> _Excerpt to read_:

────────

To help you get on the right path toward making a sound decision, we’ve simplified the pertinent points and differences between residential and commercial properties:

1. Title Types

The title generally states the purpose of the property as well as the restrictions and responsibilities by which owners and tenants will need to adhere.

Residential: In its most simplified terms – residential properties are for living or staying – you may reside here and use it as a home address. Under this title, you have more freedom to run your air conditioners all day long if you like or have parties. You may not however, (unless with special permissions) run a business from this address.

Commercial: Conversely, commercial properties are to be purposed for conducting business or related activities only. But of course, certain condos come under a commercial land title and some properties that can be lived in have a mixed title, making the distinctions less obvious.

For more on this, do check out our comprehensive piece on Categories of Homes in Malaysia.

2. Utilities, Taxes and Fees

Each property type is charged a different rate for utility services as well as property taxes (quit rent and assessment tax) and various fees.

Residential: Utility rates for one are definitely lower than what’s levied for commercial properties. For example, residential homes enjoy a lower TNB electricity tariff of RM0.218 per kWh whereas commercial properties pay almost double at RM0.435 per kWh for the first 200kWh. Even property taxes are lower and services by Joint Management Bodies (JMBs) and Management Corporations (MCs) are exempt from GST.

Commercial: On average, utility tariffs across the board for commercial properties tend be higher than residential rates and in terms of assessment, costs 2.5 times more. In addition, certain supplies such as service and maintenance charges imposed by JMBs or MCs for commercial properties will be charged GST.

3. Margin of Financing

Buying a property often requires a loan, but the margin of financing for each type of purchase will differ.

Residential: Margins can stretch as far as 95%, where even zero-down, 100% loans are possible through various government schemes. Nonetheless, such properties are meant to be occupied by the owner and not rented.

Commercial: Property loans are generally provided with financing margins of 80% to 85% the purchase price (on average) and at slightly higher interest rates. Still, there isn’t a mandated restriction on the margin as there is with residential loans, where the first two properties may receive 90% of financing – but when buying your third property, the max is 70%. Nevertheless, certain commercial property types could be subject to smaller financing margins depending on the lending bank. 

4. Rental Yields

It’s not easy to say which yields more because potential profits rely on more than just property title distinctions. You would have to first factor in the location, property construct style, amenities, economic conditions and building quality for example.

Residential: While these property types may spell a lower return to comparable commercial properties within the same locale, the costs to owning a residential property are lower. Here the probability of ownership is more attainable, though with lower potential profits.

Commercial: Commercial properties do return a higher yield and typically picks up in market price more quickly than (landed) residential properties do. Still, the capital and overall costs to purchase a highly-sought commercial property are characteristically higher than a residential property.

5. Rental Stability

Residential: Properties are easier to rent out but occupancy periods may be shorter, often lasting one to three years. Still, residential homes are starting to benefit from the possibility of lucrative short-term rentals and vacation stays. However, the property will need to be maintained and furnished thereby incurring some costs in addition to tenants requiring more active management.

────────

> _Information supplied_:
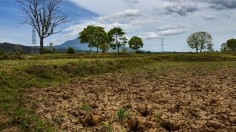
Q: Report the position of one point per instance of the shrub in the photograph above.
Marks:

────────

> _Given task 1_:
Translate this sentence from the article on residential and commercial properties into Spanish: "Buying a property often requires a loan, but the margin of financing for each type of purchase will differ."
> _Given task 2_:
Please reproduce the part of the article on residential and commercial properties starting at "Commercial: Commercial properties" and ending at "more active management.", with no changes.
> _Given task 3_:
Go on with the article on residential and commercial properties from the point where it stops.

> _Task response 1_:
Comprar una propiedad a menudo requiere un préstamo, pero el margen de financiamiento para cada tipo de compra será diferente.

> _Task response 2_:
Commercial: Commercial properties do return a higher yield and typically picks up in market price more quickly than (landed) residential properties do. Still, the capital and overall costs to purchase a highly-sought commercial property are characteristically higher than a residential property.

5. Rental Stability

Residential: Properties are easier to rent out but occupancy periods may be shorter, often lasting one to three years. Still, residential homes are starting to benefit from the possibility of lucrative short-term rentals and vacation stays. However, the property will need to be maintained and furnished thereby incurring some costs in addition to tenants requiring more active management.

> _Task response 3_:
Commercial: These properties may have an edge here since business tenants tend to stay longer, possibly from two to ten years, especially if modifications have been made to the property. This would limit the costs to rent (e.g. agent fees, advertising, etc.) however; vacancy periods are longer as well. Thus, buyers will have to cover loan instalments out-of-pocket until a suitable tenant is found. 

6. Tenant Accountability

Residential: It can be tricky (and costly) to legally evict tenants from residential properties. Note that squatting is a serious concern, especially for homes purchased through auctions. Moreover, since the home will be “lived-in”, expect significant wear and tear – usually borne by the owner.

Commercial: Tenants are often businesses and this could be a positive for owners. Why? Because there is better legal recourse for owners in case of rental defaults, etc. In addition, a commercial property is often well-maintained as business tenants typically need to uphold a positive professional image and workplace environment.

7. Insurance

Whether commercial or residential, property purchases are often financed by a bank loan that typically makes insurance a compulsory purchase. A Mortgage Reducing Term Assurance is purchased to cover loans in case of a borrower’s (extends to SME and business financing) inability to make payments due to death or disability. In addition, a fire insurance policy could be insisted on as well to protect the property, so it may remain a viable asset if repossession is necessary.

Residential: There is not a compulsory insurance requirement on landed homes if you buy with cash. If you plan to rent it out however, you’ll notice that most tenancy agreements come with a fire insurance clause that often extends to cover other acts of nature such as floods and lightning damage. Owners of residential properties with strata titles do pay for their portion of fire insurance policies since it is a compulsory purchase by the MC.

Commercial: These properties are required to have fire insurance and sprinkler systems installed to provide cover and protection against potential mishaps.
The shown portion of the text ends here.